== Set of tasks ==
1/ In the commentary on Chapter One of Genesis, what original Hebrew term does the phrase "formless wasteland" translate?
2/ Write the next part of the commentary on Chapter One of Genesis, picking up after its final sentence.

== Passage shown ==

==========

Chapter One of Genesis.
The one thing we all know about the Bible account is that God
created the heavens and the earth in six days. Today’s reading gives us a puzzling
account of what God did on the first four days.
First Day. The account says that at first the earth was a “formless
wasteland.” I hadn’t known that, I had thought God just created the world out
of nothing. But no, our account follows the creation stories in all the world’s
regions. They all portray the creation act as being one of bringing order out of
chaos. (Our present phrase of a “formless wasteland” translates the original
Hebrew that was “Tohu-Bohu” which
sounds like clothes tumbling around in a dryer.)
Second Day. Before he created sun or moon, or any source of
light, God said, “Let there be light!” So, the point is just that God wanted to
see what he was doing. Next. Since only the parents of a child or the inventor
of new process can give their creation its name, Genesis, in telling us that
God gave names to night and day, is telling us they belong to him.

==========

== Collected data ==
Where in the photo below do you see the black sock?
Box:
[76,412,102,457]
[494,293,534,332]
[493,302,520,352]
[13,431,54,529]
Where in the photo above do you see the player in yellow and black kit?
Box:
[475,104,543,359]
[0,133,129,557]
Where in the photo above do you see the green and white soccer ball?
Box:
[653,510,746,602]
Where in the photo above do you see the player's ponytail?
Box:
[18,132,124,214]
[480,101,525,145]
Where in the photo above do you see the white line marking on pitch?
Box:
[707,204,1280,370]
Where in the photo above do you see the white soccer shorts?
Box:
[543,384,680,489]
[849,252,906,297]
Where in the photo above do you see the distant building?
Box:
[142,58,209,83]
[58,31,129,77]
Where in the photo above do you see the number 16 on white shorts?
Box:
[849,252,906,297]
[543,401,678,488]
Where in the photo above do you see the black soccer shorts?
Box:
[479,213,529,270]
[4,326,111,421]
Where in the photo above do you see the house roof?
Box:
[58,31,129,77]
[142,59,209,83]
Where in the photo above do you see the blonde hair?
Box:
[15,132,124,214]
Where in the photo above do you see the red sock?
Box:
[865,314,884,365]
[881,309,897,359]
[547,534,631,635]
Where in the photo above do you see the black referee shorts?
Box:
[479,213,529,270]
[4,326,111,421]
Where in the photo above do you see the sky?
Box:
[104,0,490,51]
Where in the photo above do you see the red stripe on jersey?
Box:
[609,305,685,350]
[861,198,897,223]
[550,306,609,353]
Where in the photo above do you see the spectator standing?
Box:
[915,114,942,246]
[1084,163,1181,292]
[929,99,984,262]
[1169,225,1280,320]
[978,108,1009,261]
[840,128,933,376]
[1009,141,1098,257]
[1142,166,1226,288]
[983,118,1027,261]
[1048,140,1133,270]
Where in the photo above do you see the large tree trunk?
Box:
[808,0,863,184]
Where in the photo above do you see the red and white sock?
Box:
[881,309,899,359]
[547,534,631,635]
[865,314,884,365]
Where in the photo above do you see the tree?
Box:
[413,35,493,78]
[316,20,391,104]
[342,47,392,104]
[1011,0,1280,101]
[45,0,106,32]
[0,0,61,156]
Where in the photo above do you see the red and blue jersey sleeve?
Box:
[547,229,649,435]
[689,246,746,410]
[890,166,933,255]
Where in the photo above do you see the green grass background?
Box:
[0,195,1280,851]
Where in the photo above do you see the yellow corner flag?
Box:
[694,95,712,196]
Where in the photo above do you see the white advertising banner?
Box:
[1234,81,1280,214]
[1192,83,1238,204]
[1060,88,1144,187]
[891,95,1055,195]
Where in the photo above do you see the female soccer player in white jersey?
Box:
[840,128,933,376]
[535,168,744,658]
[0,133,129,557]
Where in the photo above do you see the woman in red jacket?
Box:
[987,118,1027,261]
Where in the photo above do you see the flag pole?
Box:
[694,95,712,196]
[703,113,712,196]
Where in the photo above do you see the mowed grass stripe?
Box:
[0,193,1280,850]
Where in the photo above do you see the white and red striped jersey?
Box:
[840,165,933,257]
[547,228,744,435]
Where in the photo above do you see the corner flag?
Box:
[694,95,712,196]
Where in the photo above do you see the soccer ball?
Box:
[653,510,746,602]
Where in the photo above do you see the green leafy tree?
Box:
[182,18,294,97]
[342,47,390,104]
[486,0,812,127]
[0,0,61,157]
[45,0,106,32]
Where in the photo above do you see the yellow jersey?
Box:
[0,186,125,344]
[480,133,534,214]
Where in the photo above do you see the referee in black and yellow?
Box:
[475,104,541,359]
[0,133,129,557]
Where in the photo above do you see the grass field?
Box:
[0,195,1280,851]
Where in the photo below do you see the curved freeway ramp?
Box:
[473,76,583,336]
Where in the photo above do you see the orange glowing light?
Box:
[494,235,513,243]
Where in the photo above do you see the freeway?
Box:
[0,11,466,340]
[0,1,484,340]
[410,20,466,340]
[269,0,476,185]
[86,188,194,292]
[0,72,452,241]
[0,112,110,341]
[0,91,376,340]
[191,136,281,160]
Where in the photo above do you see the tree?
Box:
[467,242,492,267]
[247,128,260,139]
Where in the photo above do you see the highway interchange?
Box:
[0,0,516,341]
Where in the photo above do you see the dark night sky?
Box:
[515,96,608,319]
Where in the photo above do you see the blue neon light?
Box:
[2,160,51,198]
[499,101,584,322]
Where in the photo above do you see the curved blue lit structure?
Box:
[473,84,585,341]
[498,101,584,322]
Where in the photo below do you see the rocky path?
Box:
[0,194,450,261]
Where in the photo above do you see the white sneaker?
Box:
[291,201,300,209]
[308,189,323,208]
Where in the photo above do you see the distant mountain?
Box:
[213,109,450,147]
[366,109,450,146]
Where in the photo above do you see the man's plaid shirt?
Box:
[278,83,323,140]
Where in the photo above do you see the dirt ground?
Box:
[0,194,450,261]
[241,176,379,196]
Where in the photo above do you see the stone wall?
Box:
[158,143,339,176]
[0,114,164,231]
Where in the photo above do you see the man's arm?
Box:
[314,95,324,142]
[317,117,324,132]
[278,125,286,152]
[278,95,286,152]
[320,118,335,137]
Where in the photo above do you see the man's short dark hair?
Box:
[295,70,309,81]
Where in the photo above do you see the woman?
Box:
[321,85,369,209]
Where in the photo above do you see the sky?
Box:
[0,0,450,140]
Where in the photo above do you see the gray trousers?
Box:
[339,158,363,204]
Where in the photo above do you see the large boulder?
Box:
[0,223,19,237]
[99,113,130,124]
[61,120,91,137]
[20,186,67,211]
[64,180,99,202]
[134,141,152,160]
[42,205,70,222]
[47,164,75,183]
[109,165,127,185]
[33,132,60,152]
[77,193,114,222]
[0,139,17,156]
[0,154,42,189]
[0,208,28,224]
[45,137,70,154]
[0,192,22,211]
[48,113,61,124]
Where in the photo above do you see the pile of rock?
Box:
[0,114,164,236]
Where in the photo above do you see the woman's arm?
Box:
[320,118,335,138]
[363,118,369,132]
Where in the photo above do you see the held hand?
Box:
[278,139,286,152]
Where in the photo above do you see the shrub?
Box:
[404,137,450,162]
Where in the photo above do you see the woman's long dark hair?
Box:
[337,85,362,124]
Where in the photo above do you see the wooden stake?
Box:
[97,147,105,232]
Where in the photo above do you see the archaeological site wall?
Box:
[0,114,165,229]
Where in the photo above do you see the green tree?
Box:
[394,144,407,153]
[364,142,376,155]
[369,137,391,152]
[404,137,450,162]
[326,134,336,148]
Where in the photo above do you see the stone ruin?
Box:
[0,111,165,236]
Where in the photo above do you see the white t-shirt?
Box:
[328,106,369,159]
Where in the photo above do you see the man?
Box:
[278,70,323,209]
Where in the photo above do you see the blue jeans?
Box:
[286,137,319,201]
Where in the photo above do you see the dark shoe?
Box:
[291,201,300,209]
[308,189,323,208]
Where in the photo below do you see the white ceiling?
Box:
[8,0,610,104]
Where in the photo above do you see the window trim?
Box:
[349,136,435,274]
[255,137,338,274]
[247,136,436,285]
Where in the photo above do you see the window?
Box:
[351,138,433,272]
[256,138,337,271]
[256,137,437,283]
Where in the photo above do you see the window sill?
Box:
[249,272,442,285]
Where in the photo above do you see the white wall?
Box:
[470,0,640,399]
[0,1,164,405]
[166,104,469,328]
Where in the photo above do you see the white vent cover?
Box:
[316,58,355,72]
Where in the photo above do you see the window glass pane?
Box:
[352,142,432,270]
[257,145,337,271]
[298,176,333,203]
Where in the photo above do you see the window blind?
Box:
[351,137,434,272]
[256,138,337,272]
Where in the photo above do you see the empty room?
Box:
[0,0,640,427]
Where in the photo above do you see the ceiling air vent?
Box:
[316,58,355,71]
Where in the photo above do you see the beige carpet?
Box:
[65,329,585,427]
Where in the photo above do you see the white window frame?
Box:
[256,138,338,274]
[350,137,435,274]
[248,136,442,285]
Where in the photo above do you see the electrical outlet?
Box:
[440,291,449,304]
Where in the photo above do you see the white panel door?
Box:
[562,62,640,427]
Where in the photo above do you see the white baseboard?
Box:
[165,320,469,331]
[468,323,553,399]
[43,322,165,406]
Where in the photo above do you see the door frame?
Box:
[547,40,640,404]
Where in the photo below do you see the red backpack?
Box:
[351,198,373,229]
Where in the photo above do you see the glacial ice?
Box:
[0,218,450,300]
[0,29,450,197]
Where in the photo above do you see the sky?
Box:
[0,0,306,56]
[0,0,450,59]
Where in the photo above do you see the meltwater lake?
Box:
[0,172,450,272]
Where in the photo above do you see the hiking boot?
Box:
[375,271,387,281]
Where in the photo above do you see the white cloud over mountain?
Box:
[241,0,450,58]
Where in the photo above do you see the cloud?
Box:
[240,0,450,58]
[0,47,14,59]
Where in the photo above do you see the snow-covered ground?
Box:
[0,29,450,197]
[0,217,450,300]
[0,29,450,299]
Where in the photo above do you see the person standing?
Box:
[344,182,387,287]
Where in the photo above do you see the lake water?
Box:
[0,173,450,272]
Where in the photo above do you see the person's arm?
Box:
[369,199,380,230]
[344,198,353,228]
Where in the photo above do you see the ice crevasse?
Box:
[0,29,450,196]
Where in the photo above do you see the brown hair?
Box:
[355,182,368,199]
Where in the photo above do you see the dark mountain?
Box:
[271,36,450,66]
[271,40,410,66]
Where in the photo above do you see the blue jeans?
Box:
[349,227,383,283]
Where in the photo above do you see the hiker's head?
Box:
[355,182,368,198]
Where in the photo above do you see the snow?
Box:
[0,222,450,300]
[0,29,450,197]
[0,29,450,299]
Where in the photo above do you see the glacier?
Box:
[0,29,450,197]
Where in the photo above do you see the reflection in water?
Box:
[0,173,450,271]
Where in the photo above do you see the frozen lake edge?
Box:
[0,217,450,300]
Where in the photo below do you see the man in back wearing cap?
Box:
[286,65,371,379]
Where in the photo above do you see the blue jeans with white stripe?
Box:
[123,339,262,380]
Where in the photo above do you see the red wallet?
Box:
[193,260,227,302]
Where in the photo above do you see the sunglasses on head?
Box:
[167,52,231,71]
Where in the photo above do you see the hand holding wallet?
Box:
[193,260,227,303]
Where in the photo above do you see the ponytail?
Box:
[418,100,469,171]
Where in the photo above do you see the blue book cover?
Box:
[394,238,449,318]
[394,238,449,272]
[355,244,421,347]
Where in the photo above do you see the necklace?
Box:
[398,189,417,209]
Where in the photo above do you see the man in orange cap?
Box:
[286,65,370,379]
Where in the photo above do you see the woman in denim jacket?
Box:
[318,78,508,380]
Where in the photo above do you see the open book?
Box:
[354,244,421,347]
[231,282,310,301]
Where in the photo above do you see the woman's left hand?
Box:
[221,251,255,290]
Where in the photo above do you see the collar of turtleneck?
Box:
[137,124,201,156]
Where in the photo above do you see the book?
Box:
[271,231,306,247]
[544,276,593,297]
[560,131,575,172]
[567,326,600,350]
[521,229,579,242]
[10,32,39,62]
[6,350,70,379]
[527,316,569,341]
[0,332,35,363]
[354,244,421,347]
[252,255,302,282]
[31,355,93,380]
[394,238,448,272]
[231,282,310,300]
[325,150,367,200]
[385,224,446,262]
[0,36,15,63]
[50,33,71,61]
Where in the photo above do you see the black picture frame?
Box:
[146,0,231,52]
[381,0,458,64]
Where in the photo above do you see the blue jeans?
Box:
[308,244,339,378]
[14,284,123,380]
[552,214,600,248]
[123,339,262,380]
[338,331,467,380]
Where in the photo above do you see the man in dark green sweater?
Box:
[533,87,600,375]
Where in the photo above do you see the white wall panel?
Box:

==========

== Responses by task ==
1/ "Tohu-Bohu."

2/
Further, on that second day, God was said to have created
sky as a hard dome, capable of supporting a complete ocean above it. (Chapter Seven of Genesis will tell us that in
Noah’s time God brought on the deluge by opening floodgates to let that upper
ocean pour through.)
Third Day. God created all kinds of vegetation, including
seeds with future generations of vegetation
in them. God saw everything he created as good. (From the Persian prophet Zoroaster
in the sixth century B.C down to the Cathars a thousand years later we had to
contend with people who insist that there is a second creator of everything evil.)
Fourth Day. The idea that
the heavenly bodies are put up there “to mark the fixed times” is a clue to the
human authorship of this First Chapter. It was composed by the priests who valued
fixed seasons for their religious observances.